**Assignment:**
Please return all of the data exactly as written.

**Dataset records:**
=== Section Start ===

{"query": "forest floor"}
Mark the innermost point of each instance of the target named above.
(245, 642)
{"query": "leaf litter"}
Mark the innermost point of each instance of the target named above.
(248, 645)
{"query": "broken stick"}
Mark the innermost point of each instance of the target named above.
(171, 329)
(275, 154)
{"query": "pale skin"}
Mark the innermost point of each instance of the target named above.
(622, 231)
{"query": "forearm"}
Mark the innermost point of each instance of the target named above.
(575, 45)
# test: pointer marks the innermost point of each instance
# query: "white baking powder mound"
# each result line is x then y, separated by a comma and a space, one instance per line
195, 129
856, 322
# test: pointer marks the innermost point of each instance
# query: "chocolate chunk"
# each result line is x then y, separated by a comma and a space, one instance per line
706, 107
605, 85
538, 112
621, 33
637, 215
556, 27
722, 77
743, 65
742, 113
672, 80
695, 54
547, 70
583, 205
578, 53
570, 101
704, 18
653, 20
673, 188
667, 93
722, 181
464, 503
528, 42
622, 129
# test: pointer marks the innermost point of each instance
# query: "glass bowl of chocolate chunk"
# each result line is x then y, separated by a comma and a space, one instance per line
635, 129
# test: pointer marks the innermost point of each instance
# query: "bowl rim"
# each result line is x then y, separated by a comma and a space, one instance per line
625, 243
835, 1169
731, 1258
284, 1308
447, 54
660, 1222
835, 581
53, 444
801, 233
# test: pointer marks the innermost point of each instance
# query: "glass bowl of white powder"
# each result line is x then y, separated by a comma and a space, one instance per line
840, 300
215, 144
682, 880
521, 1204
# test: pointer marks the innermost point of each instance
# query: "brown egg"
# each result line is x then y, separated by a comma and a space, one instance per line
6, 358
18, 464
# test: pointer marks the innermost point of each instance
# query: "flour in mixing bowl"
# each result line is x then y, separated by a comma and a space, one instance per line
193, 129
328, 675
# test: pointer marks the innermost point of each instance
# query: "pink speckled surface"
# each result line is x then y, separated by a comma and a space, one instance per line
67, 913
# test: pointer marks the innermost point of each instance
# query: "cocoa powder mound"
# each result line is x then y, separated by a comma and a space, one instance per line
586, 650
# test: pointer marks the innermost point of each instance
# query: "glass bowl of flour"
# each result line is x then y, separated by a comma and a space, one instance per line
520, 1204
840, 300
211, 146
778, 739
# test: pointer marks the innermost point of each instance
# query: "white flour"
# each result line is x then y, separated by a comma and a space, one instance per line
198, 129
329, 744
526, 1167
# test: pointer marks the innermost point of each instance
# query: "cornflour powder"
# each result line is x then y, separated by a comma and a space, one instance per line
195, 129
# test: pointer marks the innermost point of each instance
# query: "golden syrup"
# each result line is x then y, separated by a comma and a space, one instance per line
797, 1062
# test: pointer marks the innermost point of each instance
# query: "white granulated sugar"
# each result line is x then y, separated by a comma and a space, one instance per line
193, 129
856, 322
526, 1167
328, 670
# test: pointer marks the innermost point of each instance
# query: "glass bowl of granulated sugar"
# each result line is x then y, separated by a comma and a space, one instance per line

=== Section End ===

**Output of the exercise:**
{"query": "forest floor"}
Mark the innermost point of each instance of the target named above.
(245, 642)
{"query": "leaf litter"}
Mark the innermost point of each instance of the target named above.
(248, 645)
{"query": "broken stick"}
Mark the innermost point of each instance of the target named above.
(171, 329)
(275, 154)
{"query": "pale skin"}
Mark the innermost point of each instance of the target named above.
(622, 231)
{"query": "forearm"}
Mark the innermost point of each instance of the target named above.
(575, 45)
# test: pointer marks the innermost point of each instance
# query: "white baking powder mound"
# each result line is x then y, separated by a comma and a space, one instance per line
195, 129
856, 322
# test: pointer marks the innermost point of each instance
# query: "chocolate chunk"
# each result line is x then y, separated by a comma and a space, one instance per line
706, 107
605, 85
538, 112
621, 33
637, 215
556, 27
722, 77
743, 65
742, 113
672, 80
695, 54
547, 70
583, 205
578, 53
570, 101
704, 18
653, 20
673, 188
667, 93
722, 181
464, 503
528, 42
622, 129
# test: pointer marks the innermost point of each instance
# query: "glass bowl of chocolate chunk"
# each result line is x then y, separated by a comma and a space, one instance per line
635, 129
# test: pointer marks the innermost point of each instance
# query: "bowl rim"
# each result line is x then y, separated by a comma and a space, one instance per line
625, 243
835, 1169
731, 1258
284, 1308
447, 54
660, 1222
835, 581
53, 444
801, 233
# test: pointer marks the innermost point of each instance
# query: "glass bowl of white powder"
# each result line is x then y, separated by a comma and a space, one instance per line
840, 300
215, 144
682, 880
521, 1204
# test: pointer marks the innermost point of each instance
# query: "brown egg"
# each result line is x then y, separated by a comma and a space, one instance per line
6, 358
18, 464
# test: pointer marks the innermost point of each instance
# query: "flour in mixing bowl"
# each result line is x then y, separated by a comma and a space, one instance per line
193, 129
328, 675
# test: pointer marks the innermost point of each instance
# query: "pink speckled surface"
# each result line is x then y, separated by a comma and a space, one instance per line
67, 913
# test: pointer marks the innermost point of each instance
# query: "cocoa powder mound"
# each result line is x then y, separated by a comma and a space, one instance per line
586, 650
# test: pointer marks the innermost point of each instance
# query: "glass bowl of flour"
# each result line is x then y, separated by a comma and a space, one instance per line
520, 1204
840, 300
211, 146
778, 739
# test: pointer marks the innermost point of each instance
# query: "white flour"
# each result line is x then y, separated by a comma and a space, one instance per line
198, 129
329, 744
526, 1167
# test: pointer marks the innermost point of each instance
# query: "cornflour powder"
# each result line is x then y, separated by a comma and a space, one instance per line
195, 129
# test: pointer marks the innermost point of each instance
# query: "golden syrup"
# each result line is x then y, separated by a comma and a space, one instance per line
797, 1062
# test: pointer marks the innermost point of each instance
# query: "white granulated sugar"
# each result line is x then y, separated by a comma and a space, one instance per line
193, 129
856, 322
526, 1167
328, 670
# test: pointer marks the innermost point of each instance
# query: "glass bowl of granulated sugar"
# each result line is x then y, separated by a comma and a space, one instance per line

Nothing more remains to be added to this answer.